EJERCICIO ESCRITO:
Según la reseña de «Open Windows», ¿cómo obtuvo Nick la cena con Jill Goddard?

TEXTO MOSTRADO:
_ _ _ _ _ _ _
Nick (Elijah Wood) se considera un chico con suerte porque va a conocer a Jill Goddard (Sasha Grey), la actriz más excitante del momento. Jill está promocionando su última película y Nick ha ganado una cena con ella en un concurso on-line. Poco antes de salir, un tal Chord (Neil Maskell) le comunica que la caprichosa actriz ha cancelado la cita. Para compensarlo, le ofrece a Nick la posibilidad de espiar a Jill durante la noche desde su portátil.



Vigalondo afronta en “Open Windows” su mayor reto como director a la hora de contar una historia con un lenguaje visual fragmentado, en el que la trama se va desvelando en varias ventanas de la pantalla de un ordenador que muestra los escenarios donde se desarrolla la intriga. Este es un desafío del que el director consigue salir airoso, mostrándonos con ligeros movimientos de cámara hacia donde debemos centrar nuestra atención. De esta manera, el espectador acaba adoptando el punto de vista de Nick, un fan ilusionado con conocer a su actriz favorita. Lo que no puede prever es que se va a meter en un lío de narices a su pesar, siendo objeto de oscuras maniobras que lo pondrán en el punto de mira, tal y como plantean muchas de las  tramas del cine de Hitchcock. En esta ventana indiscreta cibernética el tipo normal deberá convertirse en héroe si quiere salvar a la chica de la amenaza que se cierne sobre ella.
_ _ _ _ _ _ _
[Entradas para etiquetado con cuadros delimitadores]
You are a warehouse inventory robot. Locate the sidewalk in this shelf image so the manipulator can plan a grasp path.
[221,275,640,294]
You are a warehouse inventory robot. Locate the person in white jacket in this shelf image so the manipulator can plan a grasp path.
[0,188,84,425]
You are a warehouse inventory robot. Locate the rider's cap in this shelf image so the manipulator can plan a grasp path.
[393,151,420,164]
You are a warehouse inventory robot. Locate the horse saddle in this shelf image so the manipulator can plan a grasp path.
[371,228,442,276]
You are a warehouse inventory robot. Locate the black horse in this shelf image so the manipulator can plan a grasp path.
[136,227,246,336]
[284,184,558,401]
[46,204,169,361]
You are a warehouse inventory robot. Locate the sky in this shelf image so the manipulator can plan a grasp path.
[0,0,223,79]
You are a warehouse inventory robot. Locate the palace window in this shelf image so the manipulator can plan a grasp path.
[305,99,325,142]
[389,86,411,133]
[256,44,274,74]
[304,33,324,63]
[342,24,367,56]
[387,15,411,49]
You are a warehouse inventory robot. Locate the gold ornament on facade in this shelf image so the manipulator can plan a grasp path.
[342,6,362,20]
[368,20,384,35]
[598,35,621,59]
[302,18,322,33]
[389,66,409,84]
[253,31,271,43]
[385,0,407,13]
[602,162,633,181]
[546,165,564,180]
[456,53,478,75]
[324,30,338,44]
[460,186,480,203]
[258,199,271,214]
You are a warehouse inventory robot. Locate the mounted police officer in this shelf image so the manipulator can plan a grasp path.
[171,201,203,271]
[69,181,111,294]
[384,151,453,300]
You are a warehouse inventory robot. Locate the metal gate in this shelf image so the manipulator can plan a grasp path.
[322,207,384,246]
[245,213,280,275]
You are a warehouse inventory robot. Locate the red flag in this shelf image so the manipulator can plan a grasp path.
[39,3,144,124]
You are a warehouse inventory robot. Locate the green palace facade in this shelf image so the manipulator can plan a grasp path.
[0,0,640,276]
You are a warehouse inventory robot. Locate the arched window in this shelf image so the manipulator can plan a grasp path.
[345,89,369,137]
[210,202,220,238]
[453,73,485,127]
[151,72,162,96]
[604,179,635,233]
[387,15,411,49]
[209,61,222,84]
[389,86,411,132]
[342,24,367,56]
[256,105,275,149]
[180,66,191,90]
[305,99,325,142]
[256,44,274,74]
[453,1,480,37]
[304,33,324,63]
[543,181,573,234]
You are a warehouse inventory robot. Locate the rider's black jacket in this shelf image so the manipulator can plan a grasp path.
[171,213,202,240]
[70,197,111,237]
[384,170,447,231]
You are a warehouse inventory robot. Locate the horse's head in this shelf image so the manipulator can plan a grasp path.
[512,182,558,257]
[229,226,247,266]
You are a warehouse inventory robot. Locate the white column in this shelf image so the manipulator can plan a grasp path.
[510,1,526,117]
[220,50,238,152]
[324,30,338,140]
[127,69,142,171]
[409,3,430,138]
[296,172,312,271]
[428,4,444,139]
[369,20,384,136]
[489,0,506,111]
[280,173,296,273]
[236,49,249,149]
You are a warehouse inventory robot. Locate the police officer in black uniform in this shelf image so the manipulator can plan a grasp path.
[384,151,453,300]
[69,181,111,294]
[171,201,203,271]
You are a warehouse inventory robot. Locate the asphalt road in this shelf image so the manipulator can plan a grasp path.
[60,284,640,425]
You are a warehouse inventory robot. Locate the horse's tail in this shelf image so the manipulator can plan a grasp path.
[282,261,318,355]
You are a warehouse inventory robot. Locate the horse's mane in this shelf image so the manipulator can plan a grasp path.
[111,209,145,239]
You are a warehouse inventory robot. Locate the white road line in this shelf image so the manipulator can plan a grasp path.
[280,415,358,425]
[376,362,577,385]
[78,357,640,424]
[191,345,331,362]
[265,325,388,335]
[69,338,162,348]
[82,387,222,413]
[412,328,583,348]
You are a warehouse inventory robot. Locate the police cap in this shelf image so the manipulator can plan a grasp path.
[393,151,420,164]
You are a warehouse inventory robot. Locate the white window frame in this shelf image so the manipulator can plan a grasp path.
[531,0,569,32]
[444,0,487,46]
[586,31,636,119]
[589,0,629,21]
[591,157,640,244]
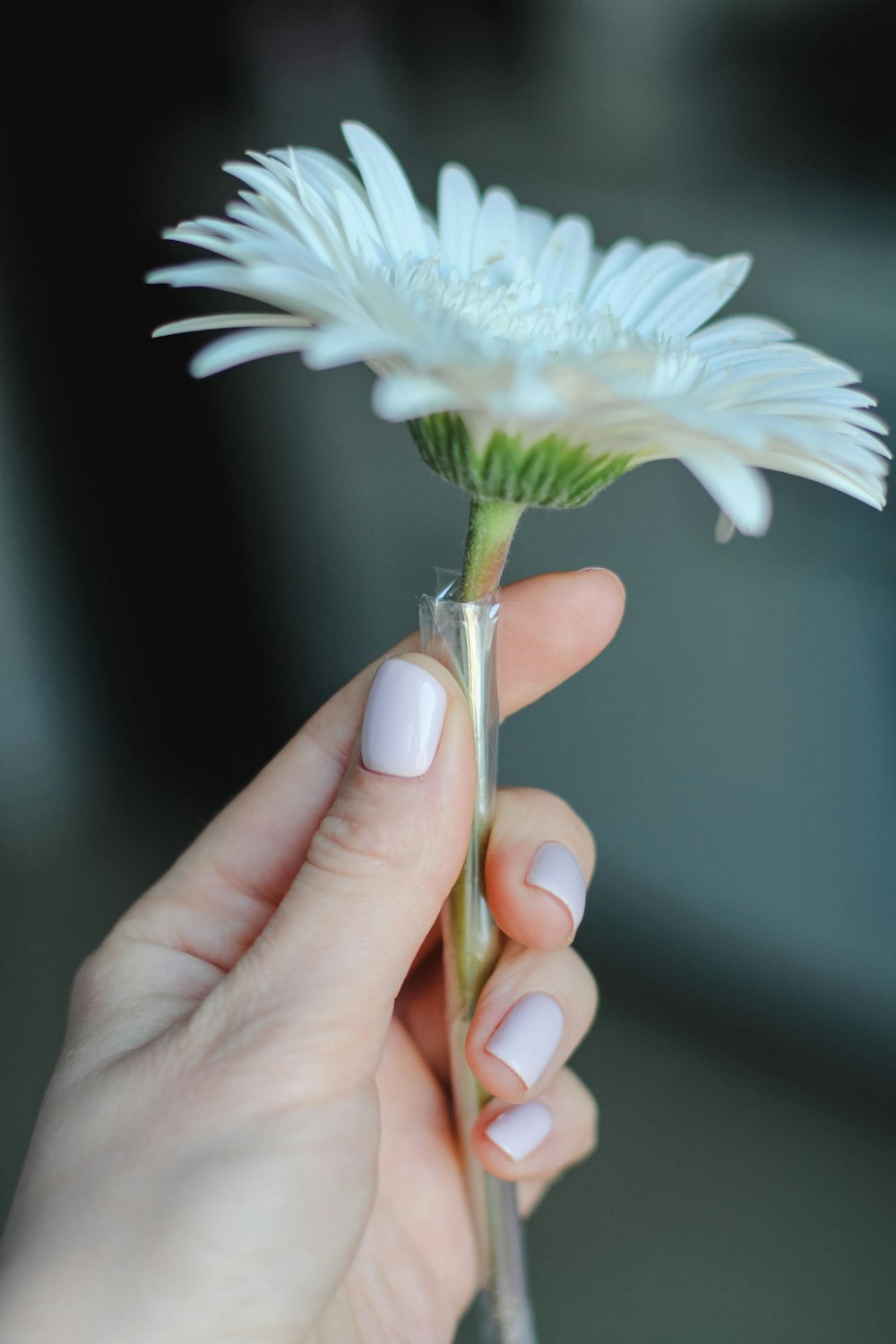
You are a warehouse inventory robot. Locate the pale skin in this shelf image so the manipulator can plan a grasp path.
[0,570,624,1344]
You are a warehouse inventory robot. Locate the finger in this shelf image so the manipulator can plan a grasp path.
[485,789,597,949]
[470,1069,598,1183]
[466,943,598,1102]
[190,653,474,1082]
[117,570,625,972]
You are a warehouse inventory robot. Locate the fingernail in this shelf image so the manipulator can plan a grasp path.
[485,1101,554,1163]
[485,994,563,1088]
[525,840,586,929]
[361,659,447,780]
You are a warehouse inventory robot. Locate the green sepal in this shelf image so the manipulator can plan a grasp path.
[409,411,633,508]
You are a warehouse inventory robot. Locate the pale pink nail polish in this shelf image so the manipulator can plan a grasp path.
[525,840,586,929]
[485,1101,554,1163]
[361,659,447,780]
[485,994,563,1088]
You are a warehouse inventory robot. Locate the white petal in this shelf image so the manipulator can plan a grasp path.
[371,374,461,421]
[470,187,517,284]
[691,317,794,359]
[333,187,385,265]
[583,238,643,311]
[438,164,479,277]
[681,454,771,537]
[189,331,310,378]
[535,215,591,304]
[153,314,315,336]
[305,327,409,368]
[650,253,753,336]
[342,121,426,261]
[270,148,366,201]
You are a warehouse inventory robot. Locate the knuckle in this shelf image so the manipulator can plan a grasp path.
[305,796,401,879]
[68,943,114,1021]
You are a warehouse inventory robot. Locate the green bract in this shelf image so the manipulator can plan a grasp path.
[409,411,633,508]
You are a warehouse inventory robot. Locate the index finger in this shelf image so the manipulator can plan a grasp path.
[125,569,625,970]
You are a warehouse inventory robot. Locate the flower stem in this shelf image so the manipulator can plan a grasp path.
[461,497,525,602]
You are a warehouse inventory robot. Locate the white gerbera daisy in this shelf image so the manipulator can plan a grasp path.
[149,123,890,535]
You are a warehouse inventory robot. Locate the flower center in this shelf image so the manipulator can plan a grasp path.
[393,257,633,357]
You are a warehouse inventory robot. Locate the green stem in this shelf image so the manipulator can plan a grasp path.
[461,497,525,602]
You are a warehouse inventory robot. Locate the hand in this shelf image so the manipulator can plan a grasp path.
[0,570,624,1344]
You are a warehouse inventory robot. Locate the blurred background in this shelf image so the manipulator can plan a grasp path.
[0,0,896,1344]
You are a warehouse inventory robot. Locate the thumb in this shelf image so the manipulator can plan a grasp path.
[208,653,476,1067]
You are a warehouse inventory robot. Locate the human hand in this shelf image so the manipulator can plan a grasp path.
[0,570,624,1344]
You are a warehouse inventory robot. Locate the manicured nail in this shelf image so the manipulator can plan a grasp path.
[485,994,563,1088]
[525,840,586,929]
[361,659,447,780]
[485,1101,554,1163]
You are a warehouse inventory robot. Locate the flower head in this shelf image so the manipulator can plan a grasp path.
[149,123,890,535]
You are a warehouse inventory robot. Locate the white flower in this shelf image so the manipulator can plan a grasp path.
[149,123,890,535]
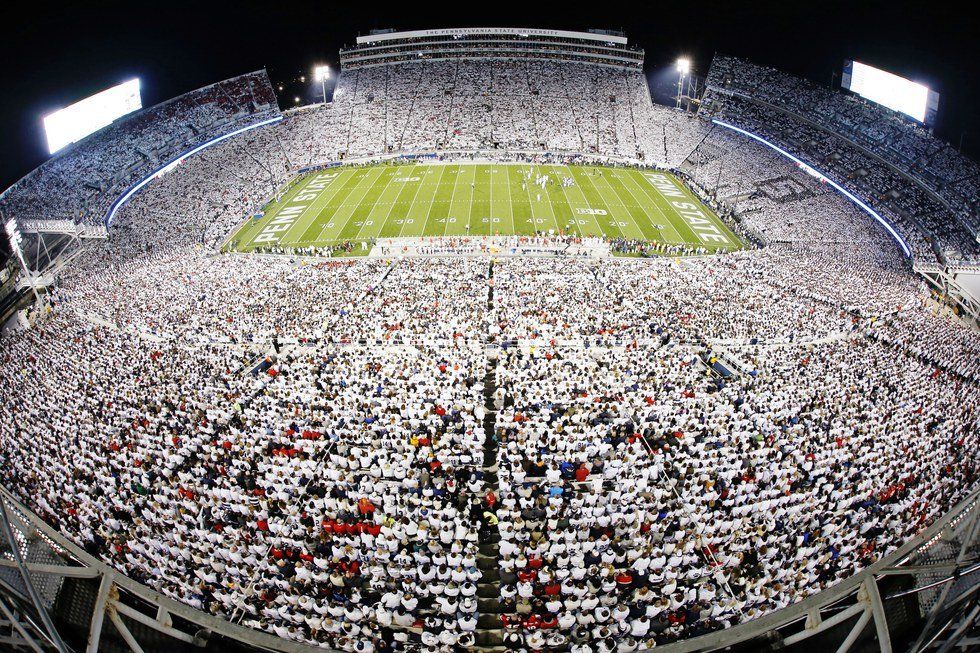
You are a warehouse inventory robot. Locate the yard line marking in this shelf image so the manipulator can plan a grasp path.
[626,170,688,245]
[442,165,463,238]
[345,166,401,240]
[398,165,425,238]
[580,167,653,240]
[288,170,369,247]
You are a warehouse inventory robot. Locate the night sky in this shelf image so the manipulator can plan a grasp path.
[0,0,980,214]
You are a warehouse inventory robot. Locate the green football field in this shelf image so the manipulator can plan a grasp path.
[225,163,741,253]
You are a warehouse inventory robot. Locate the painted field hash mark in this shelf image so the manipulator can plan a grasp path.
[226,163,742,253]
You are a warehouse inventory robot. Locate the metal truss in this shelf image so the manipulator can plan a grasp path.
[0,486,329,653]
[0,486,980,653]
[912,263,980,329]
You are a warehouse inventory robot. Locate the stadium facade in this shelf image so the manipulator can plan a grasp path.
[0,28,980,653]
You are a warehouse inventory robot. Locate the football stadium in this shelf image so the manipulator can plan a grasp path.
[0,8,980,653]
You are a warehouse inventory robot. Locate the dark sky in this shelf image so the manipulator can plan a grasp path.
[0,0,980,199]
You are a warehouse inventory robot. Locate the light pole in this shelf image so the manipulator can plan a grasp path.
[677,57,691,109]
[313,65,330,104]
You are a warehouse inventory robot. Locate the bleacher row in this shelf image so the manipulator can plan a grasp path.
[700,56,980,263]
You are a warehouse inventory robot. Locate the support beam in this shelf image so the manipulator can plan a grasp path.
[109,601,195,644]
[783,603,866,646]
[107,607,143,653]
[837,608,871,653]
[0,560,101,578]
[864,576,892,653]
[0,599,44,653]
[85,576,112,653]
[0,499,68,653]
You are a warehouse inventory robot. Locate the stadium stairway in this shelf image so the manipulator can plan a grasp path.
[475,261,506,652]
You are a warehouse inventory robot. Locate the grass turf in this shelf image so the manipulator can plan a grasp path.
[224,163,742,254]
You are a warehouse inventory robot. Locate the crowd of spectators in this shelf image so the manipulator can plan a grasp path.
[0,52,980,653]
[700,56,980,263]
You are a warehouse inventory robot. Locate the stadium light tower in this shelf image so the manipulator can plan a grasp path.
[677,57,691,109]
[313,65,330,104]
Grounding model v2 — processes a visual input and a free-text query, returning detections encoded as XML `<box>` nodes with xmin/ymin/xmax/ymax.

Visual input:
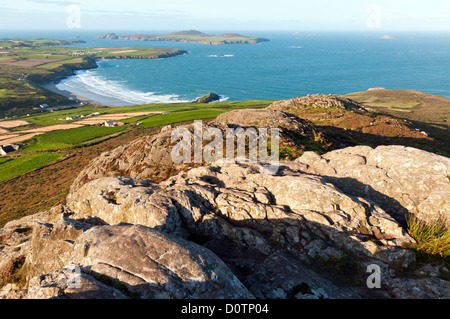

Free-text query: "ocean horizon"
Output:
<box><xmin>0</xmin><ymin>30</ymin><xmax>450</xmax><ymax>106</ymax></box>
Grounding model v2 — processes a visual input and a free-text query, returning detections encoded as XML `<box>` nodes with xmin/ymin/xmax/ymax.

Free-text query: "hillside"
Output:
<box><xmin>0</xmin><ymin>107</ymin><xmax>450</xmax><ymax>300</ymax></box>
<box><xmin>346</xmin><ymin>89</ymin><xmax>450</xmax><ymax>145</ymax></box>
<box><xmin>97</xmin><ymin>30</ymin><xmax>269</xmax><ymax>45</ymax></box>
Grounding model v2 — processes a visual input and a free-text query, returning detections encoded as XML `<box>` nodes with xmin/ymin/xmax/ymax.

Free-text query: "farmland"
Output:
<box><xmin>0</xmin><ymin>101</ymin><xmax>273</xmax><ymax>188</ymax></box>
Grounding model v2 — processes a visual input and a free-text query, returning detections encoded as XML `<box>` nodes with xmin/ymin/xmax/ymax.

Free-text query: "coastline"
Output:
<box><xmin>38</xmin><ymin>50</ymin><xmax>188</xmax><ymax>110</ymax></box>
<box><xmin>40</xmin><ymin>80</ymin><xmax>105</xmax><ymax>108</ymax></box>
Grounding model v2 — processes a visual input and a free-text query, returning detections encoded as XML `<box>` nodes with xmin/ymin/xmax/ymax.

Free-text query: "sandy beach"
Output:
<box><xmin>41</xmin><ymin>82</ymin><xmax>104</xmax><ymax>109</ymax></box>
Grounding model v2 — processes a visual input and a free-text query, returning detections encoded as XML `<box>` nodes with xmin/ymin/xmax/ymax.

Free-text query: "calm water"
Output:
<box><xmin>0</xmin><ymin>31</ymin><xmax>450</xmax><ymax>105</ymax></box>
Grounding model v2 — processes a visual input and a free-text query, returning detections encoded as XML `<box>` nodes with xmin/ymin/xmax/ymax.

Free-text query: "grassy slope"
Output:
<box><xmin>0</xmin><ymin>101</ymin><xmax>273</xmax><ymax>227</ymax></box>
<box><xmin>346</xmin><ymin>90</ymin><xmax>450</xmax><ymax>145</ymax></box>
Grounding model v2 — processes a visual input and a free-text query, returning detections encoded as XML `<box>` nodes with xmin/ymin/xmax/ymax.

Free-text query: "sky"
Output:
<box><xmin>0</xmin><ymin>0</ymin><xmax>450</xmax><ymax>32</ymax></box>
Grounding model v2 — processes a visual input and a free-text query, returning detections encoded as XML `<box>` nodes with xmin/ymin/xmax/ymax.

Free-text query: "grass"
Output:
<box><xmin>408</xmin><ymin>216</ymin><xmax>450</xmax><ymax>261</ymax></box>
<box><xmin>36</xmin><ymin>126</ymin><xmax>126</xmax><ymax>144</ymax></box>
<box><xmin>142</xmin><ymin>109</ymin><xmax>232</xmax><ymax>127</ymax></box>
<box><xmin>0</xmin><ymin>152</ymin><xmax>61</xmax><ymax>182</ymax></box>
<box><xmin>21</xmin><ymin>140</ymin><xmax>72</xmax><ymax>152</ymax></box>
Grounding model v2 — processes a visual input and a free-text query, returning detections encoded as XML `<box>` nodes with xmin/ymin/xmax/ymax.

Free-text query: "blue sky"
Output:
<box><xmin>0</xmin><ymin>0</ymin><xmax>450</xmax><ymax>31</ymax></box>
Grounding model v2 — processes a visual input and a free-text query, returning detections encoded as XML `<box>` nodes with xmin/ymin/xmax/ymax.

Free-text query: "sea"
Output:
<box><xmin>0</xmin><ymin>30</ymin><xmax>450</xmax><ymax>106</ymax></box>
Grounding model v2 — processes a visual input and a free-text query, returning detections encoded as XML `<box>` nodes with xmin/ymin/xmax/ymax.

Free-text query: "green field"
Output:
<box><xmin>36</xmin><ymin>126</ymin><xmax>126</xmax><ymax>144</ymax></box>
<box><xmin>0</xmin><ymin>152</ymin><xmax>62</xmax><ymax>182</ymax></box>
<box><xmin>142</xmin><ymin>109</ymin><xmax>228</xmax><ymax>127</ymax></box>
<box><xmin>19</xmin><ymin>142</ymin><xmax>72</xmax><ymax>152</ymax></box>
<box><xmin>0</xmin><ymin>101</ymin><xmax>273</xmax><ymax>182</ymax></box>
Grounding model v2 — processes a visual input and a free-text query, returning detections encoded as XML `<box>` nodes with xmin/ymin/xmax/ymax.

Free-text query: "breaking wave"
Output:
<box><xmin>56</xmin><ymin>70</ymin><xmax>189</xmax><ymax>106</ymax></box>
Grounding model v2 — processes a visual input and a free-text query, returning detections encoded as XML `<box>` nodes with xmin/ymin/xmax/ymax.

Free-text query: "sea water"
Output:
<box><xmin>0</xmin><ymin>31</ymin><xmax>450</xmax><ymax>106</ymax></box>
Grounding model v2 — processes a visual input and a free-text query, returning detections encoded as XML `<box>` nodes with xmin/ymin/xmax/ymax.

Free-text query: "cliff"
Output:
<box><xmin>0</xmin><ymin>104</ymin><xmax>450</xmax><ymax>299</ymax></box>
<box><xmin>97</xmin><ymin>30</ymin><xmax>269</xmax><ymax>45</ymax></box>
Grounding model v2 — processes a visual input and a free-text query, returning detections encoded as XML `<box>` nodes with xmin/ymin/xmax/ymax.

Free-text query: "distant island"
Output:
<box><xmin>97</xmin><ymin>30</ymin><xmax>269</xmax><ymax>45</ymax></box>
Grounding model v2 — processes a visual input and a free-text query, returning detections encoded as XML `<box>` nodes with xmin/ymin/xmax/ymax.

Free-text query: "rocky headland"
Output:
<box><xmin>0</xmin><ymin>96</ymin><xmax>450</xmax><ymax>299</ymax></box>
<box><xmin>97</xmin><ymin>30</ymin><xmax>269</xmax><ymax>45</ymax></box>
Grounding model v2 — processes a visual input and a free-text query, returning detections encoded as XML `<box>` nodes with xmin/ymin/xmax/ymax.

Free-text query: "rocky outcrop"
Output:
<box><xmin>268</xmin><ymin>94</ymin><xmax>365</xmax><ymax>114</ymax></box>
<box><xmin>0</xmin><ymin>143</ymin><xmax>450</xmax><ymax>298</ymax></box>
<box><xmin>71</xmin><ymin>110</ymin><xmax>335</xmax><ymax>193</ymax></box>
<box><xmin>297</xmin><ymin>146</ymin><xmax>450</xmax><ymax>228</ymax></box>
<box><xmin>97</xmin><ymin>30</ymin><xmax>269</xmax><ymax>45</ymax></box>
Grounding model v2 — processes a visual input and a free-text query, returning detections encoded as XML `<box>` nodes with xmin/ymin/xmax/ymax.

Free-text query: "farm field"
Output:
<box><xmin>0</xmin><ymin>101</ymin><xmax>273</xmax><ymax>188</ymax></box>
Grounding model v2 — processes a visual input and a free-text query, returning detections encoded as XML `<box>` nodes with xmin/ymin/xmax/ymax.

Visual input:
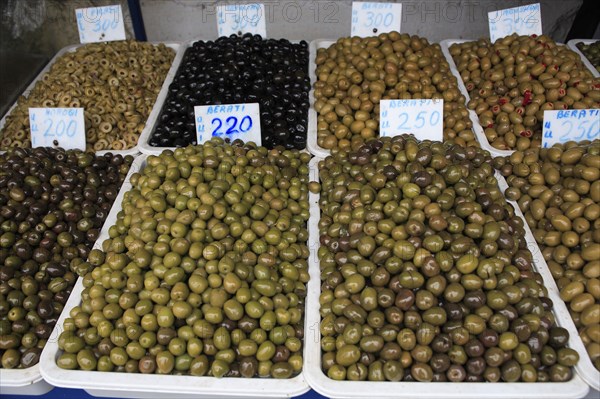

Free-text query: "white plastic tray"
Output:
<box><xmin>40</xmin><ymin>154</ymin><xmax>310</xmax><ymax>399</ymax></box>
<box><xmin>304</xmin><ymin>160</ymin><xmax>589</xmax><ymax>399</ymax></box>
<box><xmin>0</xmin><ymin>152</ymin><xmax>139</xmax><ymax>395</ymax></box>
<box><xmin>440</xmin><ymin>39</ymin><xmax>514</xmax><ymax>157</ymax></box>
<box><xmin>306</xmin><ymin>39</ymin><xmax>336</xmax><ymax>158</ymax></box>
<box><xmin>0</xmin><ymin>363</ymin><xmax>54</xmax><ymax>396</ymax></box>
<box><xmin>496</xmin><ymin>173</ymin><xmax>600</xmax><ymax>391</ymax></box>
<box><xmin>0</xmin><ymin>42</ymin><xmax>181</xmax><ymax>156</ymax></box>
<box><xmin>138</xmin><ymin>39</ymin><xmax>317</xmax><ymax>155</ymax></box>
<box><xmin>306</xmin><ymin>39</ymin><xmax>492</xmax><ymax>158</ymax></box>
<box><xmin>567</xmin><ymin>39</ymin><xmax>600</xmax><ymax>78</ymax></box>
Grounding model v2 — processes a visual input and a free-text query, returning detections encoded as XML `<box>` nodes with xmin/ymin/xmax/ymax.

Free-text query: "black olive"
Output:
<box><xmin>149</xmin><ymin>35</ymin><xmax>310</xmax><ymax>149</ymax></box>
_ _ _ _ _ _ _
EJERCICIO RESUELTO:
La ganó en un concurso on-line.